-- Data for this exercise start --

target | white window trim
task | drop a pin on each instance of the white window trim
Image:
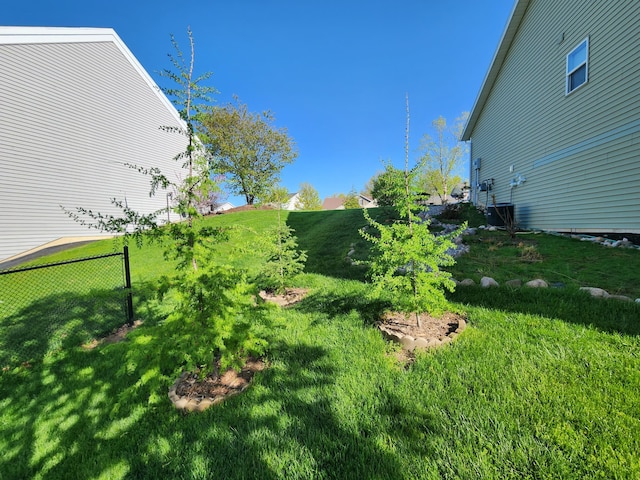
(586, 64)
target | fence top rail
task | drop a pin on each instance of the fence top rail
(55, 264)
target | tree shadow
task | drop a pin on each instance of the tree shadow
(104, 412)
(570, 306)
(59, 321)
(334, 304)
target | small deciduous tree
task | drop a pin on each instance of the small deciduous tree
(247, 148)
(407, 258)
(280, 246)
(442, 155)
(351, 200)
(308, 198)
(388, 186)
(214, 322)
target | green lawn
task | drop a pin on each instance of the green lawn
(542, 383)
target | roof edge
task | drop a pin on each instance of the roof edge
(35, 35)
(517, 13)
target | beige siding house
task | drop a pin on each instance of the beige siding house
(556, 125)
(75, 107)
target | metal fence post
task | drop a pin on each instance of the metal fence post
(127, 279)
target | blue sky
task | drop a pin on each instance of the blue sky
(333, 72)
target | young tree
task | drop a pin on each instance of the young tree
(284, 260)
(308, 198)
(442, 155)
(388, 186)
(407, 257)
(247, 148)
(214, 322)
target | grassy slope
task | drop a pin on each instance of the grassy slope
(543, 384)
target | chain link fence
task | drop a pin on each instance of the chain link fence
(50, 307)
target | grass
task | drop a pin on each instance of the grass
(542, 384)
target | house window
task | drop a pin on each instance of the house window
(578, 66)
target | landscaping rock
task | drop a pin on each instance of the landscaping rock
(487, 282)
(408, 342)
(624, 298)
(596, 292)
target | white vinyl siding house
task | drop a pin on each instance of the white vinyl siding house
(75, 107)
(576, 151)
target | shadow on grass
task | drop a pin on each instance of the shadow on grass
(59, 321)
(334, 304)
(104, 413)
(570, 306)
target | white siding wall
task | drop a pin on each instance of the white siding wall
(530, 123)
(71, 114)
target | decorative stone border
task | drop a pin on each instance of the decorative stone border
(410, 343)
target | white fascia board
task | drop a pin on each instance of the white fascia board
(496, 64)
(34, 35)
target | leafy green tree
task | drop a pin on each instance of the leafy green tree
(247, 148)
(280, 245)
(406, 257)
(308, 198)
(388, 186)
(214, 323)
(351, 200)
(442, 155)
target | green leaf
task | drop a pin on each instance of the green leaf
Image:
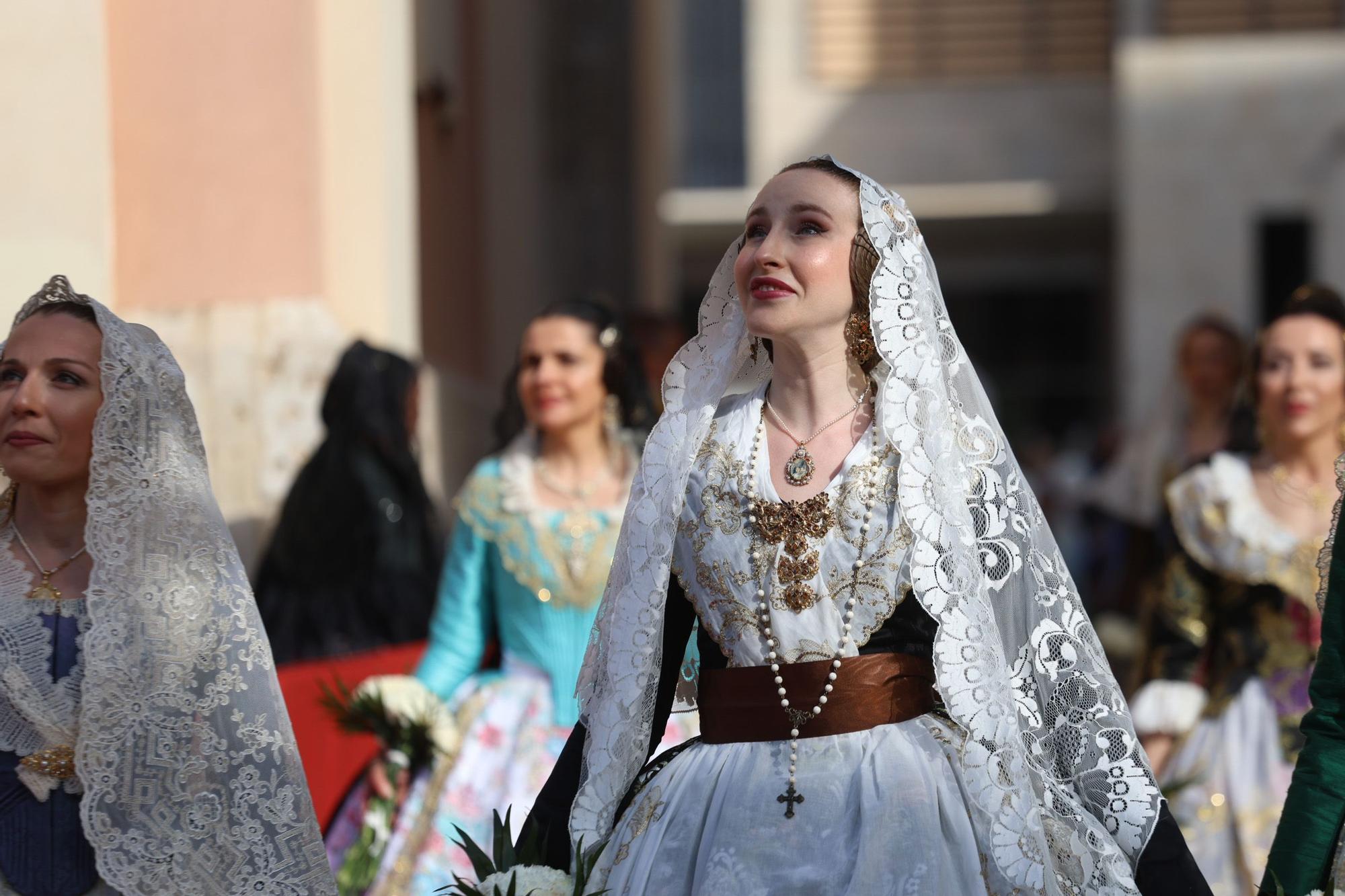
(505, 844)
(482, 864)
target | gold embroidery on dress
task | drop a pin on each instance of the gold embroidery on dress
(649, 810)
(793, 524)
(716, 585)
(1221, 549)
(568, 560)
(809, 651)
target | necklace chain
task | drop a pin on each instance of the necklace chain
(582, 493)
(45, 589)
(822, 428)
(798, 717)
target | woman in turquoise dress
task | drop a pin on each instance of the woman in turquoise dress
(533, 541)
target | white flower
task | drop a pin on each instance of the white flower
(404, 697)
(537, 880)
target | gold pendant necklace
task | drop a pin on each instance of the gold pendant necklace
(800, 467)
(1316, 497)
(45, 589)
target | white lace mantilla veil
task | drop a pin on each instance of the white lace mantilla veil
(193, 783)
(1058, 778)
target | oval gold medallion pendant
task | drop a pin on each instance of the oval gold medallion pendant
(800, 467)
(45, 591)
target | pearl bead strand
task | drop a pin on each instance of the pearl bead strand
(798, 717)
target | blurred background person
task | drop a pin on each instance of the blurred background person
(354, 560)
(1233, 628)
(533, 540)
(1192, 424)
(1124, 509)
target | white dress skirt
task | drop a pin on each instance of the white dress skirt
(1229, 780)
(884, 811)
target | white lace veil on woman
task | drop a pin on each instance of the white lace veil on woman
(1062, 787)
(185, 751)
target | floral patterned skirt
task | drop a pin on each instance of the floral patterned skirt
(510, 745)
(884, 811)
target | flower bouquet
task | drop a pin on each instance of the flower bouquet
(412, 727)
(520, 872)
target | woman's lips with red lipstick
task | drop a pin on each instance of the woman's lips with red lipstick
(767, 288)
(1297, 408)
(24, 439)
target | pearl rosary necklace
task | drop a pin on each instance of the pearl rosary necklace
(800, 717)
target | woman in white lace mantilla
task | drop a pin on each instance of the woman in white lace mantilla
(1234, 623)
(145, 744)
(899, 688)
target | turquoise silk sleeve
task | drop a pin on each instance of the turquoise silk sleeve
(462, 619)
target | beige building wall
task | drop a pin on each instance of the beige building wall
(1217, 134)
(236, 174)
(999, 132)
(54, 150)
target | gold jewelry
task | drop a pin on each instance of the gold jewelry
(800, 467)
(798, 717)
(54, 762)
(46, 591)
(613, 419)
(859, 338)
(1320, 498)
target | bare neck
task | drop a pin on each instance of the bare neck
(1311, 459)
(52, 518)
(809, 389)
(580, 448)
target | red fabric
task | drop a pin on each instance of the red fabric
(332, 756)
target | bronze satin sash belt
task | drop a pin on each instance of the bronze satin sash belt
(740, 704)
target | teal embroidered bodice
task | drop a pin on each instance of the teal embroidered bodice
(532, 576)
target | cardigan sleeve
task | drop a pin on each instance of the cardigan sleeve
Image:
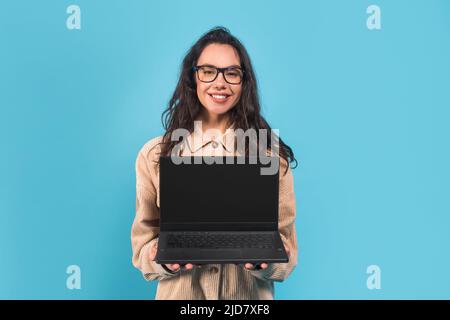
(145, 228)
(286, 226)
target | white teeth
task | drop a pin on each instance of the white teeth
(219, 96)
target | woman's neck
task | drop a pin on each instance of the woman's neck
(214, 121)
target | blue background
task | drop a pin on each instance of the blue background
(366, 113)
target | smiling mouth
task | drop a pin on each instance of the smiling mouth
(219, 97)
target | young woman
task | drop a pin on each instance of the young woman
(217, 89)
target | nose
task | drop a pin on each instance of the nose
(220, 80)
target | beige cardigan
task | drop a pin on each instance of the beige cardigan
(212, 281)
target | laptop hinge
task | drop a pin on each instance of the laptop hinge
(237, 226)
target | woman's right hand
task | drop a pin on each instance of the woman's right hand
(173, 267)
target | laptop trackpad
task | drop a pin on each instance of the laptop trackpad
(221, 253)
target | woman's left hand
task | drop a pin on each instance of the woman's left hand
(264, 265)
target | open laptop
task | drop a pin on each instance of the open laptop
(218, 213)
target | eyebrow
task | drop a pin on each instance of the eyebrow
(211, 65)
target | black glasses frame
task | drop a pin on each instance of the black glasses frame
(219, 70)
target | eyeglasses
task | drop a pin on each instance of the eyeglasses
(232, 75)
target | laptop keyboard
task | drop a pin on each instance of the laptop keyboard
(221, 240)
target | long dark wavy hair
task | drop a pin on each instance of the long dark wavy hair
(184, 106)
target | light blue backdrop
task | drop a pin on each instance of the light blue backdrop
(366, 112)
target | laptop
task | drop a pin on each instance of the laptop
(214, 212)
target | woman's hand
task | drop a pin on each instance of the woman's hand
(264, 265)
(173, 267)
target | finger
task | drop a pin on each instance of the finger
(189, 266)
(287, 250)
(174, 267)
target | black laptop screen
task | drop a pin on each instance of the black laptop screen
(217, 193)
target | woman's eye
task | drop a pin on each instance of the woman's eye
(233, 74)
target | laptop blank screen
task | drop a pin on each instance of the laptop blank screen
(217, 193)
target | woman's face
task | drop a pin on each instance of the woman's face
(219, 96)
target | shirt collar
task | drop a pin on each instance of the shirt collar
(198, 139)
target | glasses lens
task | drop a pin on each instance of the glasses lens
(233, 75)
(207, 74)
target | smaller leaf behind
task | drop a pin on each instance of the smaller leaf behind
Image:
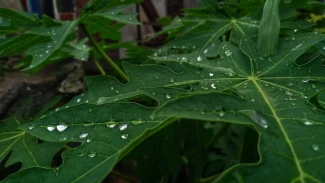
(269, 29)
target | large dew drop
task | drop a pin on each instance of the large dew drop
(256, 117)
(228, 53)
(61, 127)
(199, 58)
(315, 147)
(168, 96)
(123, 127)
(91, 154)
(83, 135)
(124, 136)
(50, 128)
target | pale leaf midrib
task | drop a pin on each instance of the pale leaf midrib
(287, 139)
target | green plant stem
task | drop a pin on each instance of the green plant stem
(103, 54)
(99, 67)
(221, 131)
(209, 179)
(125, 177)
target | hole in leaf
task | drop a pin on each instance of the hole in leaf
(6, 171)
(57, 159)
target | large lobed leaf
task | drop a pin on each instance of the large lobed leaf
(226, 83)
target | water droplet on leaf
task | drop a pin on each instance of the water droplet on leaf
(50, 128)
(83, 135)
(91, 154)
(31, 126)
(168, 96)
(124, 136)
(256, 117)
(123, 127)
(61, 127)
(184, 59)
(315, 147)
(228, 53)
(199, 58)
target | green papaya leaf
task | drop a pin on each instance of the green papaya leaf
(105, 139)
(270, 28)
(25, 147)
(80, 50)
(58, 35)
(272, 93)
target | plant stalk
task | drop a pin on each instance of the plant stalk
(99, 67)
(103, 54)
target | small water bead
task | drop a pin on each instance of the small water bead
(31, 126)
(305, 80)
(315, 147)
(124, 136)
(136, 122)
(290, 84)
(83, 135)
(123, 127)
(228, 53)
(62, 138)
(91, 154)
(308, 123)
(289, 93)
(205, 51)
(199, 58)
(50, 128)
(168, 96)
(81, 154)
(61, 127)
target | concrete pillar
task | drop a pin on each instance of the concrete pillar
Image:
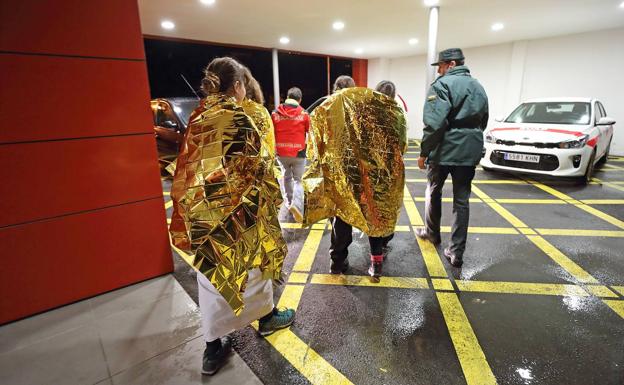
(275, 78)
(432, 49)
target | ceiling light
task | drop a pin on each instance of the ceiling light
(167, 24)
(497, 26)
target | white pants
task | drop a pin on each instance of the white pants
(218, 319)
(293, 169)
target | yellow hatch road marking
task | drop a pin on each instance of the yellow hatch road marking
(616, 305)
(521, 288)
(309, 249)
(566, 263)
(471, 357)
(442, 284)
(582, 233)
(308, 362)
(483, 230)
(359, 280)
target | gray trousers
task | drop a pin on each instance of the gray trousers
(293, 169)
(462, 178)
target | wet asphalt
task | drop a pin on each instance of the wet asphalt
(399, 336)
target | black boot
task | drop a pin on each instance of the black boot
(375, 268)
(215, 355)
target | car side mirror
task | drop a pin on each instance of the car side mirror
(606, 121)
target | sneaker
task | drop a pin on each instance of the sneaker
(452, 258)
(296, 213)
(375, 268)
(422, 233)
(339, 268)
(280, 320)
(213, 362)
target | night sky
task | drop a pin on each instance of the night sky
(167, 60)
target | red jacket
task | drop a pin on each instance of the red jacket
(291, 124)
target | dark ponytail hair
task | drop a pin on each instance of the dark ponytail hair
(386, 87)
(221, 74)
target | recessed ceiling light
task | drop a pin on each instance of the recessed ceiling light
(497, 26)
(167, 24)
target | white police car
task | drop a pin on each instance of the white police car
(563, 137)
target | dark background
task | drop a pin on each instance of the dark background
(168, 59)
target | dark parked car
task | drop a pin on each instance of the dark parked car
(171, 117)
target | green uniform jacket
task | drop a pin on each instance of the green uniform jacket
(455, 115)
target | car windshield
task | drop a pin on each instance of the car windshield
(551, 112)
(184, 108)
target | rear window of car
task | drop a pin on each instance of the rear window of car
(551, 113)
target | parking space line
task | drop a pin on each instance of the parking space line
(604, 201)
(532, 201)
(471, 357)
(411, 209)
(295, 277)
(308, 362)
(600, 291)
(615, 305)
(442, 284)
(604, 216)
(364, 280)
(619, 289)
(484, 230)
(565, 290)
(447, 200)
(582, 233)
(562, 260)
(515, 221)
(591, 210)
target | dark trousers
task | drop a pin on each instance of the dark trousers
(342, 236)
(462, 178)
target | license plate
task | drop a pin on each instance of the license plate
(521, 157)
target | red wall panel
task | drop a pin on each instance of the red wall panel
(108, 28)
(57, 97)
(46, 179)
(360, 72)
(53, 262)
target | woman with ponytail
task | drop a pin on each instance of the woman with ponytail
(225, 216)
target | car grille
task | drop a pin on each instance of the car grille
(546, 163)
(530, 144)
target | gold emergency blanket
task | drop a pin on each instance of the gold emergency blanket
(224, 199)
(355, 152)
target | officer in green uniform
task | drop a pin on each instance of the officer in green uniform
(455, 115)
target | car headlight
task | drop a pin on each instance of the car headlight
(577, 143)
(489, 138)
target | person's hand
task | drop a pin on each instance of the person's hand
(421, 162)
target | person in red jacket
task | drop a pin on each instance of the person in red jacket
(292, 124)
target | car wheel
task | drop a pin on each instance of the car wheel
(589, 171)
(603, 160)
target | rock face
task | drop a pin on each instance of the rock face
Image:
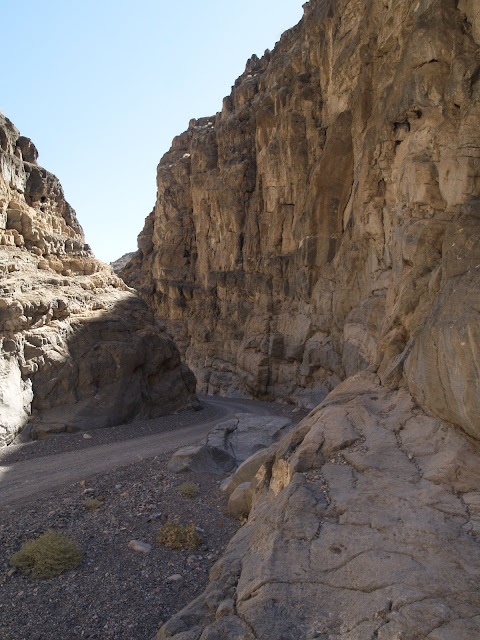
(327, 219)
(119, 264)
(230, 444)
(321, 234)
(364, 525)
(78, 349)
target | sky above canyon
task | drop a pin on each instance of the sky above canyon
(103, 87)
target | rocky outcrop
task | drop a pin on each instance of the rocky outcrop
(78, 349)
(122, 262)
(326, 221)
(364, 525)
(230, 443)
(320, 235)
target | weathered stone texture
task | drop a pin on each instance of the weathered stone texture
(364, 524)
(318, 224)
(78, 348)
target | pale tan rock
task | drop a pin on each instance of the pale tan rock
(321, 234)
(320, 224)
(78, 349)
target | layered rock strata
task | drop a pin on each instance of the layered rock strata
(327, 219)
(320, 235)
(364, 525)
(78, 348)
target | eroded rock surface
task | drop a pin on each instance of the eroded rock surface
(320, 235)
(364, 525)
(78, 348)
(230, 443)
(327, 219)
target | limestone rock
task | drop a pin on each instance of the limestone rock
(326, 220)
(229, 444)
(78, 349)
(373, 541)
(139, 546)
(122, 262)
(317, 241)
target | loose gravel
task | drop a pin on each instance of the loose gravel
(117, 593)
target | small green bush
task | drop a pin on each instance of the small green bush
(93, 503)
(188, 490)
(48, 556)
(177, 536)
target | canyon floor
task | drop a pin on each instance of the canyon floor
(116, 593)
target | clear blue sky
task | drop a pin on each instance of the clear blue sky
(102, 87)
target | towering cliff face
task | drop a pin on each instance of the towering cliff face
(327, 219)
(78, 349)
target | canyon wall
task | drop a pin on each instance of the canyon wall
(78, 348)
(320, 235)
(326, 221)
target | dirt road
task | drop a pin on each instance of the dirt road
(21, 481)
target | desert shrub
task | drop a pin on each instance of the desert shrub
(48, 556)
(178, 536)
(93, 503)
(188, 489)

-- Data for this exercise end --

Task instructions: Reproduce exactly, without any picture, the lines from the one bearing "target | car wheel" to the last line of the records above.

Output below:
target | car wheel
task | drop a pin on each instance of the car wheel
(589, 171)
(603, 160)
target | rock face
task | drop a pin on each instance of the rock face
Image:
(327, 219)
(119, 264)
(230, 444)
(321, 234)
(364, 525)
(78, 349)
target | sky above canyon
task | drop a pin on each instance of the sky above canyon
(103, 87)
target | rocky outcrop
task | drop a pin on each instance of the rocky outcrop
(78, 349)
(122, 262)
(326, 221)
(364, 525)
(230, 443)
(320, 235)
target | weathered stone texture
task | drop a pin on each instance of the weathered stone texture
(364, 524)
(318, 224)
(78, 348)
target | pale tan rock
task | drop a pin on each instance of the pale tan rock
(321, 234)
(320, 224)
(78, 349)
target | layered rock strata
task | drop a pin on each instance of the layered rock strata
(327, 219)
(320, 235)
(364, 525)
(78, 348)
target | eroded rock surface
task | drop a pin on each instance of the eroded rock surface
(320, 235)
(364, 525)
(78, 348)
(230, 443)
(327, 219)
target | limestone rock
task | drop a pin on each instance of the limestone rock
(326, 220)
(229, 444)
(78, 349)
(373, 541)
(139, 546)
(122, 262)
(317, 241)
target | loose gravel
task | drop a pin on each instance of the loose gravel
(117, 593)
target | small green bush
task | drop a pin on each instance of the small green bush
(93, 503)
(188, 490)
(48, 556)
(177, 536)
target | canyon floor
task | drop a pin on each instance of the canyon floor
(116, 593)
target | clear blue sky
task | drop a pin on each instance of the clear blue sky
(102, 87)
target | towering cliff face
task | drop a pin on each instance of the towering cliff face
(327, 219)
(78, 349)
target | canyon wall
task | drop a pin on each instance of the canyon wall
(78, 348)
(320, 235)
(326, 221)
target | dirt road
task | drop a pin on each instance of the dirt road
(21, 481)
target | desert shrub
task | drop a pin on each instance of the desert shrub
(48, 556)
(178, 536)
(93, 503)
(188, 489)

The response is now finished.